#### DATASET RECORDS ####

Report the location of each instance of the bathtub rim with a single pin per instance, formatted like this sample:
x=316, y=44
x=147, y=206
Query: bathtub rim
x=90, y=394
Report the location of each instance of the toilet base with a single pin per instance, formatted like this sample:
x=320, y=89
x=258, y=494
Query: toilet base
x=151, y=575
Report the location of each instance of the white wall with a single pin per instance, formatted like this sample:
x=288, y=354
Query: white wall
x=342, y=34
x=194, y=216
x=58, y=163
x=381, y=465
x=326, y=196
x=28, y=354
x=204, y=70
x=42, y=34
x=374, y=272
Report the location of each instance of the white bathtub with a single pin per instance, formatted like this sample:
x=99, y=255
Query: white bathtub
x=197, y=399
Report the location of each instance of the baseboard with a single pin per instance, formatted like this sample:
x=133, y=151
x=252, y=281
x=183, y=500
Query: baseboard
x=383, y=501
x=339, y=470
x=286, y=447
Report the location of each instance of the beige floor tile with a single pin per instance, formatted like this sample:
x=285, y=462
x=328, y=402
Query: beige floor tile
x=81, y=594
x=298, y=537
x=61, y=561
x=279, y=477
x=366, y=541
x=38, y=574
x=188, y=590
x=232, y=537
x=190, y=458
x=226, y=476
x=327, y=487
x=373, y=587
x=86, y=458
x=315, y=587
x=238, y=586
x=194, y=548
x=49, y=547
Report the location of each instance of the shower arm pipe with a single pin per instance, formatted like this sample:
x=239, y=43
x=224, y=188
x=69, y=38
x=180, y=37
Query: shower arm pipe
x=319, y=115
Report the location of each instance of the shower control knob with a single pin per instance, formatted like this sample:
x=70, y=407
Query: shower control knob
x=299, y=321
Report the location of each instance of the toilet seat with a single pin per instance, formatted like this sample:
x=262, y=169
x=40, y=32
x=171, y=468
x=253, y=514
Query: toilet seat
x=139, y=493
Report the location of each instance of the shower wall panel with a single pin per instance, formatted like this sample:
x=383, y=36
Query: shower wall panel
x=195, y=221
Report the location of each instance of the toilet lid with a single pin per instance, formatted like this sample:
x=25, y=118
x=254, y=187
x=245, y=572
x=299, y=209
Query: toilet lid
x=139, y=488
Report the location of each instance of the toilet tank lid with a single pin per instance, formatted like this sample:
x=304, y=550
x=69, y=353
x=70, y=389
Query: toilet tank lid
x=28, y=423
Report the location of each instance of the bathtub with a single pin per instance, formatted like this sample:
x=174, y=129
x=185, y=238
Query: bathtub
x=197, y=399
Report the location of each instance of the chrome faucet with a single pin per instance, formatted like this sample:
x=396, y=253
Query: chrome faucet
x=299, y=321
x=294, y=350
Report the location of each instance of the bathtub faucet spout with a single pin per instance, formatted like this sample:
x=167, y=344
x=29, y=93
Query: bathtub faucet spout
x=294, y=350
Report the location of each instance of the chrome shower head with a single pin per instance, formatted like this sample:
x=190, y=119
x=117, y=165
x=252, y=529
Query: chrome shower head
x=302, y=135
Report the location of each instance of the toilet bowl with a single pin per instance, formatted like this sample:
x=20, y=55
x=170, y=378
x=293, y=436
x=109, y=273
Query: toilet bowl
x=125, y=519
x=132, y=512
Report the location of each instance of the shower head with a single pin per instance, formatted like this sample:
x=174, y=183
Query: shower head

####

* YOUR OBJECTIVE
Reproduce the material verbatim, from its first line through the line containing "x=151, y=575", including that line.

* ANSWER TO THE PROBLEM
Report the location of each instance of the bathtub rim with a single pin per instance, formatted like this sample:
x=316, y=44
x=147, y=206
Query: bathtub rim
x=90, y=394
Report the location of each instance of the toilet base with a single pin per instance, formatted like this sample:
x=320, y=89
x=258, y=494
Query: toilet base
x=151, y=575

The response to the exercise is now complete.